To-do list
**1.** In the comment thread about the book, which incident does one commenter defend as fairly benign compared to the rest?
**2.** Write a continuation of the comment thread about the book, picking up after its last comment.

Omigod that just got so serious! Still totally no idea what an Abenaki chauffeur is, by the way.
Earlier: Are You There Crazy Psychic Muse? It's Me, Lois Duncan
Related: The Grounding Of Group 6 [Amazon]













Comments
I thought I was the only person in the world who read this.
Marigold's parents had an "open relationship," correct? Damn, I really need to re-read this.... wow. Mind blown. Happy camper.
(It amazes me that this book never got made into a film.)
Someone forward this to a Japanese studio exec! They would so get on this.
How come I have never heard of any of these books? They just don't make enough fucked-up shit for kids anymore. I think that whenever I watch Willy Wonka and the Chocolate Factory, too.
Yay!!! LOVE THIS FEATURE, great review.
The bad parent trope of the eighties is SO CRUCIAL. It's totally a Kramer v. Kramer, post-nuclear family anxiety thing. Now we all just want to get gay married and it's all family values and plagiary's not that big a deal with the internet. I guess Harry Potter somehow reflects the apocalyptic fears of the current age but I never read it so I wouldn't know.
That feeling up excerpt sounds like it's being narrated by Joey from Blossom.
i'm glad my parents never heard of that school. they would have sold all my shit at a garage sale and then used the profits to send me there.
In defense of Mr. Quimby, I must say that the pancake-slicing incident seems fairly benign in comparison to the rest.
@elitza: Me too!
Also, I haven't thought of this book since I was 9, and read it, and felt so righteously annoyed at the emptiness of ALL THE ADULTS IN THE WORLD.
All of the posts relating to this subject are my absolute FAVORITES.
I want to read this book RIGHT NOW.

Data block
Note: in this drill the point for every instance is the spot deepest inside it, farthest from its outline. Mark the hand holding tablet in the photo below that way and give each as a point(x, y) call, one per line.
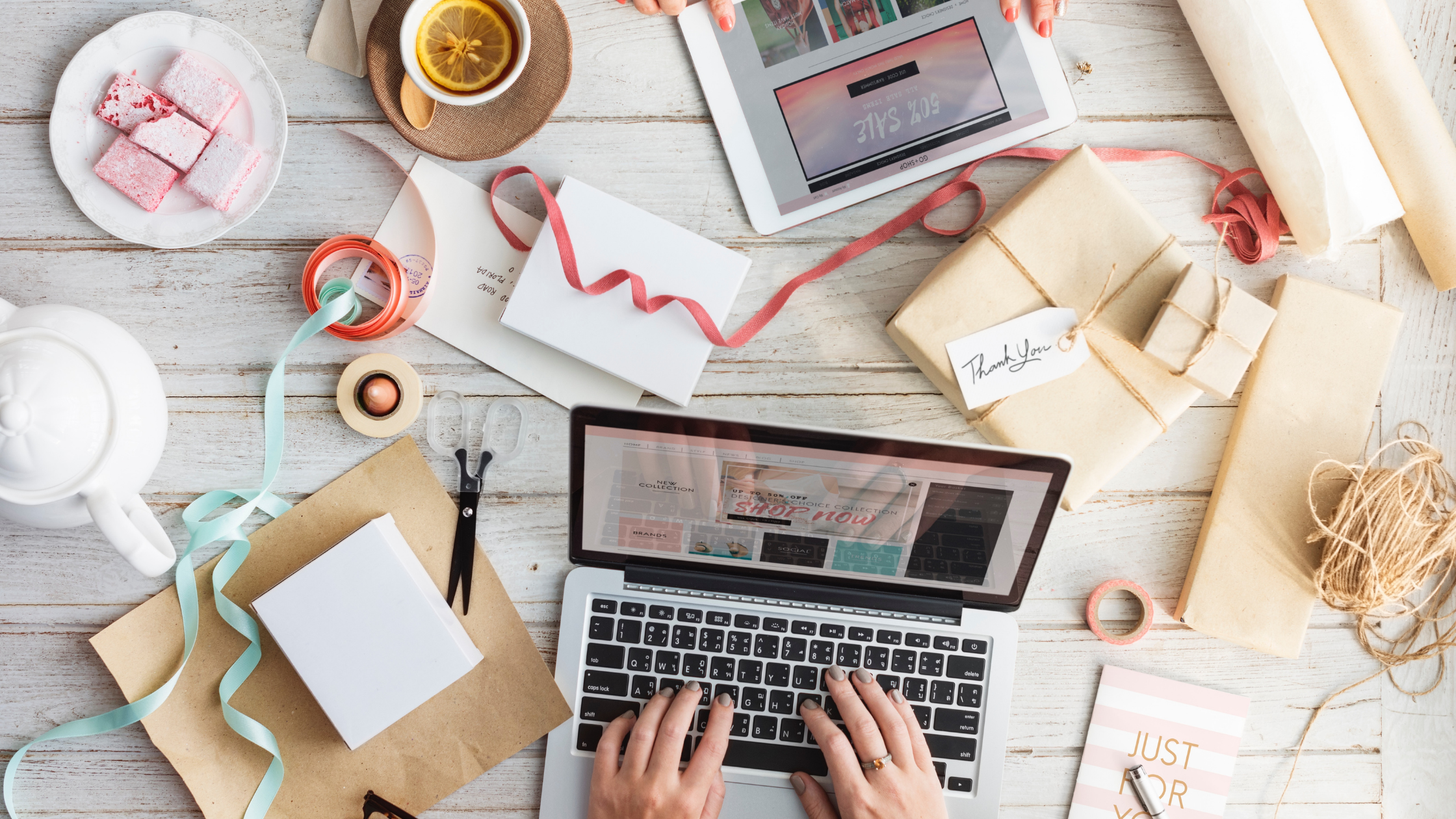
point(1041, 14)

The responses
**1.** Mr. Quimby's pancake-slicing incident.

**2.**
@layladylan: He may have been pissed that Ramona had replaced his cigarettes with rolled up "NOSMO KING" notes.
I remember being 8 years old reading this book and trying to hide it from my Mom because of the s-e-x.
@hortense: Haha! Yes, that would piss a guy off for sure.
I still think of NOSMO KING sometimes when I see those signs.
I was JUST referencing Ramona's mom's undone pancakes the other day, along the lines of, "so your dad never actually hit you guys, but he was like a Ramona's mom's pancakes kind of angry?"
PS: Abenaki is an Indian tribe in Vermont that keeps trying to gain legitmacy and can't.
Jesus, they never had books like this when I was a kid (I know it came out in '83, but by that time I was way past kid books) - and speaking of which, I remember NO sex in any of the YA books I read. I mean, DAYUM!
Awesome. Frantic Googling/Ebaying "The Grounding of Group 6" has begun.
I'm so sad I missed this one. This feature is going to give me my winter break reading list. Screw "The Nine," I'm reading some YA fiction!
You know who's Mom was a bitch? Elsie's mom from Seventeen and In Between. Anyone else read that?
i remember the pancake "slashing!" They "oozed."
i was a book-it child - will love this feature.
now where is my personal pan pizza?
OMFG! I totally forgot about this book. Seeing that cover brought it right back.
@taylay: I just snorfed my water!!! :)
I LOVED this book, and I really thought I was the only person who ever read it. And believed it could happen. I grew up terrified of boarding school!
And I totally never thought about Nat and Ludi being inappropriate.
I'm totally starting a book group.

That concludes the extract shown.